Written problem. Reproduce each of the records below verbatim, line by line, without changing anything.

-------- Supplied records --------

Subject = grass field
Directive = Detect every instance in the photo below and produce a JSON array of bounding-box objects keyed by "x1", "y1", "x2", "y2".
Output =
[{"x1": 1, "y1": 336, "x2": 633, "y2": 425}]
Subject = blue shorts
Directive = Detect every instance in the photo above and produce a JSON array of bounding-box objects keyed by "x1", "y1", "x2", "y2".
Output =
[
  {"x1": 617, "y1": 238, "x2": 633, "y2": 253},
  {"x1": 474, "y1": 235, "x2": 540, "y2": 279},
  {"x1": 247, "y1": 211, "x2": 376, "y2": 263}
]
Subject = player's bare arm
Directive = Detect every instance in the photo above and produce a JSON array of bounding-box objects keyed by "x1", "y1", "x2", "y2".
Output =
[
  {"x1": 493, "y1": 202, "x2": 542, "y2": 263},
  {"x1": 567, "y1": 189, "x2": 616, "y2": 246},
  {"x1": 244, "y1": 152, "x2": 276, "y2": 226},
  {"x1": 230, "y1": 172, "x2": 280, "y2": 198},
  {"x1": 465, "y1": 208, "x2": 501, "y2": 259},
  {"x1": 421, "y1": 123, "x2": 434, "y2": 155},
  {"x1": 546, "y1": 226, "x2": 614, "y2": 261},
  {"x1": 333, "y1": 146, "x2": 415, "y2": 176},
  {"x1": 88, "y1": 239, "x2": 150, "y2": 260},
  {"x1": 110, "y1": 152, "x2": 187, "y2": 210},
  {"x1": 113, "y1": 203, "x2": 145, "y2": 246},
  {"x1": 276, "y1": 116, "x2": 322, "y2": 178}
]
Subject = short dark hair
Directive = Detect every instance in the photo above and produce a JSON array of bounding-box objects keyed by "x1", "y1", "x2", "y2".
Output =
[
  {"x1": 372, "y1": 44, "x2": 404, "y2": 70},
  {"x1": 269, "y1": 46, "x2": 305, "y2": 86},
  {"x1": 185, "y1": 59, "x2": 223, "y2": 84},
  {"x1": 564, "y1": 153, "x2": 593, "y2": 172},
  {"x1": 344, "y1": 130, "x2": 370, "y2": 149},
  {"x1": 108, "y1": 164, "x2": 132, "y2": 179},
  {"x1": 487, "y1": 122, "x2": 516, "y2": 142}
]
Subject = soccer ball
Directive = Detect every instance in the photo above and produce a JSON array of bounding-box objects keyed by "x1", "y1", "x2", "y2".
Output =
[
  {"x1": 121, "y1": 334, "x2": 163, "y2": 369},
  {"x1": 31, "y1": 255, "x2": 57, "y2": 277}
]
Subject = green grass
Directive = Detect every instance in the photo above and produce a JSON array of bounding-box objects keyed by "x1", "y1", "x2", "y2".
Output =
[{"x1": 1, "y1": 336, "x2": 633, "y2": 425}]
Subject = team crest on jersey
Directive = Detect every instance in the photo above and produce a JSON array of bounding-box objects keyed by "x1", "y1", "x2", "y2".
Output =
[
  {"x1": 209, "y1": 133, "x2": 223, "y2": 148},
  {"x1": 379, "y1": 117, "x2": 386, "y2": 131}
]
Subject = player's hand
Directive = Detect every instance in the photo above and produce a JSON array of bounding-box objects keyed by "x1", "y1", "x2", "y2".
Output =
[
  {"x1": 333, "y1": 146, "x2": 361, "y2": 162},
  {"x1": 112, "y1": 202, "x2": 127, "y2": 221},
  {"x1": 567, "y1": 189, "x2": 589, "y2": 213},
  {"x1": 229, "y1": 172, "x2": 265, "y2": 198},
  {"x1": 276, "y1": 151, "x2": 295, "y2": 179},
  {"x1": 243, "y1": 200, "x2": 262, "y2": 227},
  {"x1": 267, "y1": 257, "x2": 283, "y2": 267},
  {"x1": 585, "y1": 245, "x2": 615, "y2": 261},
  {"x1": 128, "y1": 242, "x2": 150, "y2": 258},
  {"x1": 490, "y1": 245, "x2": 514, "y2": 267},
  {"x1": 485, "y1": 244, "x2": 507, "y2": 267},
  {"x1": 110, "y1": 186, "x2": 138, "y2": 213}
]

--------

Correct output.
Subject = grass field
Directive = Detect every instance in the photo below and produce a JSON array of bounding-box objects keyed by "x1", "y1", "x2", "y2".
Output =
[{"x1": 1, "y1": 336, "x2": 633, "y2": 425}]
Subject = blue shorts
Directive = Detect every instance in the photo above and produce a JSON array of bounding-box objects keyed by "x1", "y1", "x2", "y2".
Output =
[
  {"x1": 617, "y1": 238, "x2": 633, "y2": 253},
  {"x1": 474, "y1": 235, "x2": 540, "y2": 279},
  {"x1": 247, "y1": 211, "x2": 376, "y2": 263}
]
Subject = player's bare arm
Directive = Detect every instance in the photo above and produce a JSON array of bounding-box objects keyed by "x1", "y1", "x2", "y2".
Output =
[
  {"x1": 493, "y1": 202, "x2": 542, "y2": 263},
  {"x1": 567, "y1": 189, "x2": 616, "y2": 246},
  {"x1": 244, "y1": 152, "x2": 276, "y2": 226},
  {"x1": 230, "y1": 172, "x2": 280, "y2": 198},
  {"x1": 465, "y1": 208, "x2": 501, "y2": 259},
  {"x1": 421, "y1": 123, "x2": 434, "y2": 155},
  {"x1": 546, "y1": 226, "x2": 614, "y2": 261},
  {"x1": 333, "y1": 146, "x2": 415, "y2": 176},
  {"x1": 88, "y1": 239, "x2": 150, "y2": 260},
  {"x1": 110, "y1": 152, "x2": 187, "y2": 210},
  {"x1": 113, "y1": 203, "x2": 145, "y2": 246},
  {"x1": 276, "y1": 116, "x2": 322, "y2": 178}
]
Subject = short dark hair
Directive = Detect every instance in the photo above and produce a JSON array of bounding-box objects keyed by "x1", "y1", "x2", "y2".
Output =
[
  {"x1": 372, "y1": 44, "x2": 404, "y2": 70},
  {"x1": 269, "y1": 46, "x2": 305, "y2": 86},
  {"x1": 185, "y1": 59, "x2": 223, "y2": 84},
  {"x1": 564, "y1": 153, "x2": 593, "y2": 172},
  {"x1": 344, "y1": 130, "x2": 370, "y2": 149},
  {"x1": 108, "y1": 164, "x2": 132, "y2": 179},
  {"x1": 487, "y1": 122, "x2": 516, "y2": 142}
]
Subject = soccer ball
Directive = Detect every instance in the photo above and produce a JSON array of bounding-box objects keyed by "x1", "y1", "x2", "y2".
Output =
[
  {"x1": 121, "y1": 334, "x2": 163, "y2": 369},
  {"x1": 31, "y1": 255, "x2": 57, "y2": 277}
]
Subject = green grass
Directive = Detect every instance in the photo above and produce a JSON array of bounding-box objects keyed by "x1", "y1", "x2", "y2".
Output =
[{"x1": 1, "y1": 336, "x2": 633, "y2": 425}]
Subject = team crest on jersey
Directive = Detect every instance in the photo above and produce a JSON array of bounding-box objects keyed by "x1", "y1", "x2", "y2".
Output =
[
  {"x1": 209, "y1": 133, "x2": 223, "y2": 148},
  {"x1": 379, "y1": 117, "x2": 386, "y2": 131}
]
Subject = player's hand
Directive = Detect every instance in the photo above and produce a JSON array of bounding-box objects keyed by "x1", "y1", "x2", "y2".
Output =
[
  {"x1": 333, "y1": 146, "x2": 361, "y2": 162},
  {"x1": 112, "y1": 202, "x2": 127, "y2": 221},
  {"x1": 567, "y1": 189, "x2": 589, "y2": 213},
  {"x1": 229, "y1": 172, "x2": 265, "y2": 198},
  {"x1": 276, "y1": 151, "x2": 295, "y2": 179},
  {"x1": 243, "y1": 200, "x2": 262, "y2": 227},
  {"x1": 267, "y1": 257, "x2": 283, "y2": 267},
  {"x1": 585, "y1": 245, "x2": 615, "y2": 261},
  {"x1": 128, "y1": 242, "x2": 150, "y2": 258},
  {"x1": 490, "y1": 245, "x2": 514, "y2": 267},
  {"x1": 485, "y1": 244, "x2": 507, "y2": 267},
  {"x1": 110, "y1": 186, "x2": 138, "y2": 213}
]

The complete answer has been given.